(TO BE DONE):
Can you copy the passage on Chapel array assignment word for word, between "The left-hand side" and "keys per rank.", inclusive?

(QUOTED PASSAGE):
The left-hand side of the assignment will be a slice of the destination bucket's array, which is visible as an element of the global distributed array created at module scope. The right-hand side of the assignment is the local PE's bucketed keys. The Chapel compiler, modules, and runtime work together to insert communication calls in order to perform the assignment between these two array slices. For assignment between dense arrays, like those used in ISx, Chapel implements a bulk-transfer optimization. This optimization performs a single large *put* containing all elements, instead of many fine-grained communication calls for each element in the array slice.



Figure 2. Weak scaling comparison of MPI to SHMEM on Cray XC30 with  $2^{31}$  initial keys per rank.

(DATA EXCERPTS):
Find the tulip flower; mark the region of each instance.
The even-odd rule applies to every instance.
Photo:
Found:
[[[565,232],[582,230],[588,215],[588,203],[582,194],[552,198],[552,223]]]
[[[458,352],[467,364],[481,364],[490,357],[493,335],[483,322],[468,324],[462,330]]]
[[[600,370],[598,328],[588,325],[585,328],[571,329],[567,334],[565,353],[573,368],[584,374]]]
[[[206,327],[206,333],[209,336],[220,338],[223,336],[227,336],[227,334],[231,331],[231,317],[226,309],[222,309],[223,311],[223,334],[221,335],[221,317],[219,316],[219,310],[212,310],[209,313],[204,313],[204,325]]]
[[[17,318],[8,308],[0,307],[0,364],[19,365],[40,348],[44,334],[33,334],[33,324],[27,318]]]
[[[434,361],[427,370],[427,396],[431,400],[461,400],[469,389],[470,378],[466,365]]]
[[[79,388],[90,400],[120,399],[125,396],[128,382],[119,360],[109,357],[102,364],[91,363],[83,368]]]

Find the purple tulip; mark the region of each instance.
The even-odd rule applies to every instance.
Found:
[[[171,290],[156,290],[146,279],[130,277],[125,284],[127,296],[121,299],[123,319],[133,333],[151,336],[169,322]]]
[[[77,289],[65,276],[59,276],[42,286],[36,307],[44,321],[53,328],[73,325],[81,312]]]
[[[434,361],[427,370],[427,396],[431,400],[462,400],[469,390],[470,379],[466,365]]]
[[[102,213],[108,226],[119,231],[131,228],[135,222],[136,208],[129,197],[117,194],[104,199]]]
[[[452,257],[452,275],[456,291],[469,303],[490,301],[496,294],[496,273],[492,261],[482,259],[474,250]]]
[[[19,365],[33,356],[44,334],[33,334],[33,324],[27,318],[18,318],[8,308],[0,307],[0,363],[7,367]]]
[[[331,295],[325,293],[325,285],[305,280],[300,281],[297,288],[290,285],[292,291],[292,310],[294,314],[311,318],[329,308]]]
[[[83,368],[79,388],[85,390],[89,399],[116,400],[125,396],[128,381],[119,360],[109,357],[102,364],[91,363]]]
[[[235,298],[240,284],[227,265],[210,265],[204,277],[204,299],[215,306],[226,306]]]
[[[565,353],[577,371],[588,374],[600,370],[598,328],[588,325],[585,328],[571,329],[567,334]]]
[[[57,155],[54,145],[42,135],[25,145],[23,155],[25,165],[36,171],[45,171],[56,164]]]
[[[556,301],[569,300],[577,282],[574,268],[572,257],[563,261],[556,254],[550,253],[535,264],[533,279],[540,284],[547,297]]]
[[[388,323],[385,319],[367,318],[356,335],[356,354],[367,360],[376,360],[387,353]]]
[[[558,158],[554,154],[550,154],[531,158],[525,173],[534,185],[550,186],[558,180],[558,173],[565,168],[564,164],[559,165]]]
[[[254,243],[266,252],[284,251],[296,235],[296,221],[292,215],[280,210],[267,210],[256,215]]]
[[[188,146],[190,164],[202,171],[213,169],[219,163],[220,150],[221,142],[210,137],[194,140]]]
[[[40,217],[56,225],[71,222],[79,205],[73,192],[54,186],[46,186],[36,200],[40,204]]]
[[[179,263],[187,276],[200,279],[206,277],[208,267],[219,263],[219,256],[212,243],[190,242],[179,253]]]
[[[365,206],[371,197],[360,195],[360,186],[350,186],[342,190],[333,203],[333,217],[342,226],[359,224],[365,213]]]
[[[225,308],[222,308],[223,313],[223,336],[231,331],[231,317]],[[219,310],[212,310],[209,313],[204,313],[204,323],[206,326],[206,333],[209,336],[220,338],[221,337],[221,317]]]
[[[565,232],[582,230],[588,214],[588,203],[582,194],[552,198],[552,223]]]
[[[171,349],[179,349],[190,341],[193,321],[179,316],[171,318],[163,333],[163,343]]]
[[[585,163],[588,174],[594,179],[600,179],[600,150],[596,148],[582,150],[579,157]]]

(OUTPUT OF THE EXERCISE):
The left-hand side of the assignment will be a slice of the destination bucket's array, which is visible as an element of the global distributed array created at module scope. The right-hand side of the assignment is the local PE's bucketed keys. The Chapel compiler, modules, and runtime work together to insert communication calls in order to perform the assignment between these two array slices. For assignment between dense arrays, like those used in ISx, Chapel implements a bulk-transfer optimization. This optimization performs a single large *put* containing all elements, instead of many fine-grained communication calls for each element in the array slice.



Figure 2. Weak scaling comparison of MPI to SHMEM on Cray XC30 with  $2^{31}$  initial keys per rank.